**ABOUT THIS TASK:** Using the word "instance" as the filter, copy each matching line from the records.

**INFORMATION GIVEN:**
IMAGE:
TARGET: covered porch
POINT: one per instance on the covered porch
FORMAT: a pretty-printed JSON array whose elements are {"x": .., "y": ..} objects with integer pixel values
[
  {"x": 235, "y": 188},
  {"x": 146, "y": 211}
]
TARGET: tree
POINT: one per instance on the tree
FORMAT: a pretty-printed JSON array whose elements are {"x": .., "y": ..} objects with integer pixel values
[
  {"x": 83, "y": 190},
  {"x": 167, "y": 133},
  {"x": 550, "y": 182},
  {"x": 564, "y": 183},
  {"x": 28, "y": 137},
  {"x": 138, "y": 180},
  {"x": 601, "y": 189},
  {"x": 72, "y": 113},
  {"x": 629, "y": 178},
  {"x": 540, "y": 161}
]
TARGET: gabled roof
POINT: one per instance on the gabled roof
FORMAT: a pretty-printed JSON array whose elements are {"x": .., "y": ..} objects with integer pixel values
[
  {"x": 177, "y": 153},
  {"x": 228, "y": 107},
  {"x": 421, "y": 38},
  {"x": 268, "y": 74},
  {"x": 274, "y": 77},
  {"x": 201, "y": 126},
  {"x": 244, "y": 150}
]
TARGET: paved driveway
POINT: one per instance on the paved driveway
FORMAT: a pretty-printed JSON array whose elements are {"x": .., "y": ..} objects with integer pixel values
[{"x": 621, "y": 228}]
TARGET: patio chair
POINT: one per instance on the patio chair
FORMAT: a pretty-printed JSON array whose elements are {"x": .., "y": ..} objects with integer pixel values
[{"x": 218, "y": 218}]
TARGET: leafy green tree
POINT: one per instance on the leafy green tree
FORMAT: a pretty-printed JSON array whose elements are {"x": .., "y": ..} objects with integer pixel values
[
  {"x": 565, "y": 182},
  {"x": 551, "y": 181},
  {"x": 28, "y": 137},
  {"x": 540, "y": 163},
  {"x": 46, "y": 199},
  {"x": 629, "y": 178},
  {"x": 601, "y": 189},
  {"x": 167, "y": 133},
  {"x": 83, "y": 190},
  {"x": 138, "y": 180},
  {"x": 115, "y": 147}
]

**SOLVED PROBLEM:**
POINT: one per instance on the covered porch
POINT: one per instance on the tree
POINT: one per instance on the gabled roof
POINT: one per instance on the paved driveway
POINT: one per instance on the patio chair
POINT: one per instance on the leafy green tree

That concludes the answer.